— start of Page text —
Research Project: Precipitation and Irrigation Management to Optimize Profits from Crop Production

Location: Soil and Water Management Research

Title: Comparison of stationary and mobile canopy sensing systems for maize and soybean in Nebraska, USA

item BHATTI, SANDEEP - University Of Nebraska
item HEEREN, DEREK - University Of Nebraska
item O`Shaughnessy, Susan
item Evett, Steven - Steve
item MAGUIRE, MITCHELL - University Of Nebraska
item KASHYAP, SURESH - University Of Nebraska
item NEALE, CHRISTOPHER - University Of Nebraska

Submitted to: Applied Engineering in Agriculture
Publication Type: Peer Reviewed Journal
Publication Acceptance Date: 1/27/2022
Publication Date: 2/10/2022
Citation: Bhatti, S., Heeren, D.M., O'Shaughnessy, S.A., Evett, S.R., Maguire, M.S., Kashyap, S.P., Neale, C.M. 2022. Comparison of stationary and mobile canopy sensing systems for maize and soybean in Nebraska, USA. Applied Engineering in Agriculture. 38(2):331-342.
— end of Page text —
— start of Given data —
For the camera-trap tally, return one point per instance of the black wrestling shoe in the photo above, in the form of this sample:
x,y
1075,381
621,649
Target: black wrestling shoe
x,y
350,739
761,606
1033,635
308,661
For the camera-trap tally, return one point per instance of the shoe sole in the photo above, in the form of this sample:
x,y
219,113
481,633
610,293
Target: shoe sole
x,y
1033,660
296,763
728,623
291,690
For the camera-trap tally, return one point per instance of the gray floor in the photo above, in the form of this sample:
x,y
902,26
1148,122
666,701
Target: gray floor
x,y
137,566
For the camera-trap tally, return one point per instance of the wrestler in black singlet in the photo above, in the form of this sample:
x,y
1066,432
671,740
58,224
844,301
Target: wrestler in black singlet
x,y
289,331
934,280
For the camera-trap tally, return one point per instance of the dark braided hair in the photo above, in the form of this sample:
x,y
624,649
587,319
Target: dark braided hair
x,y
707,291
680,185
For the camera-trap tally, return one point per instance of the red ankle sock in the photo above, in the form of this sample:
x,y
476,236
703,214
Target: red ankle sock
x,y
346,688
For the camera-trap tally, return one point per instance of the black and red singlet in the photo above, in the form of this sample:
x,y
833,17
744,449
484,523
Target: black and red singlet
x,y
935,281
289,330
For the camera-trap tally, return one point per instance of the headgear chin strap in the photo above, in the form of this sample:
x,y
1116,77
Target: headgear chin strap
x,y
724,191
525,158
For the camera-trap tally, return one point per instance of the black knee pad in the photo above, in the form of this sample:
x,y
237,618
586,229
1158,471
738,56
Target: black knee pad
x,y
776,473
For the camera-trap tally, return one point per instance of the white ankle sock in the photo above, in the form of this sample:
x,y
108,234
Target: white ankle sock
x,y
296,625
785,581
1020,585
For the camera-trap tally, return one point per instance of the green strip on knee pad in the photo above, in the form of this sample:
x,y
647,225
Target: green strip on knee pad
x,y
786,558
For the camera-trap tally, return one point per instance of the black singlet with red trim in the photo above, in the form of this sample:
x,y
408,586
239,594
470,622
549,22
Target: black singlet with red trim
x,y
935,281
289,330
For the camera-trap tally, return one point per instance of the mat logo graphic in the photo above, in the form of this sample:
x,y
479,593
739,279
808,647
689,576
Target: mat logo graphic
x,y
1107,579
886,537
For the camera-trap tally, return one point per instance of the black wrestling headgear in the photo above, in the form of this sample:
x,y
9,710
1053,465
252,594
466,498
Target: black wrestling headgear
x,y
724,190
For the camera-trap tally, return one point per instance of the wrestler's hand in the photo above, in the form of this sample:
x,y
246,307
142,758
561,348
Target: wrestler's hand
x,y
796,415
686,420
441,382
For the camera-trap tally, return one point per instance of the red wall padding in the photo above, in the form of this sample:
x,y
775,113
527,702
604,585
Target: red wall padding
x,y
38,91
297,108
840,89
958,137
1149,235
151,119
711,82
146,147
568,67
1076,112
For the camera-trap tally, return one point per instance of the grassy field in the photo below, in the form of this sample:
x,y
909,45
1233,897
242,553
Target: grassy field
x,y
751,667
— end of Given data —
● **The problem**: Extend the publication record on canopy sensing systems for maize and soybean, picking up right after its citation line.

● **Answer to the problem**:
Interpretive Summary: Freshwater available for irrigation is decreasing, especially in regions where water for irrigation is from aquifers with limited recharge like the Ogallala; therefore, there is a need to maximize the efficient use of irrigation water. There is growing interest in using feedback from plant sensors to monitor crop canopy temperature to aid irrigations scheduling, primarily infrared thermometers (IRTs) mounted on ground-based platforms. However, sensor use on such platforms is not widely practiced and there is some skepticism about the practicality of ground-based platforms relative to satellite or aerial platforms. In this study, researchers at the University of Nebraska and ARS-Bushland compared measurements of canopy temperature from IRTs mounted on the sprinkler lateral with measurements of IRTs that were stationary in the field, and with measurements from a thermal camera mounted on an unmanned aerial system (UAS). Results showed that canopy temperature measurements from the IRTs mounted on the sprinkler lateral were similar to those from stationary IRTs in the field when the sprinkler traveled in a dry mode viewing the same area of canopy. Canopy temperature measurements from the UAS disagreed with those from the IRTs by approximately 7 degrees F. Differences in canopy temperature between the UAS and the IRTs may be due to differences in pixel size and field-of-view; further investigation is required. Additional research is required on the application of spectral radiometers mounted on a moving ground-based platform for the purpose of aiding in irrigation scheduling; these results should instill confidence in researchers and others to utilize a moving sprinkler system as a platform for IRTs for the purpose of monitoring crop canopy temperature.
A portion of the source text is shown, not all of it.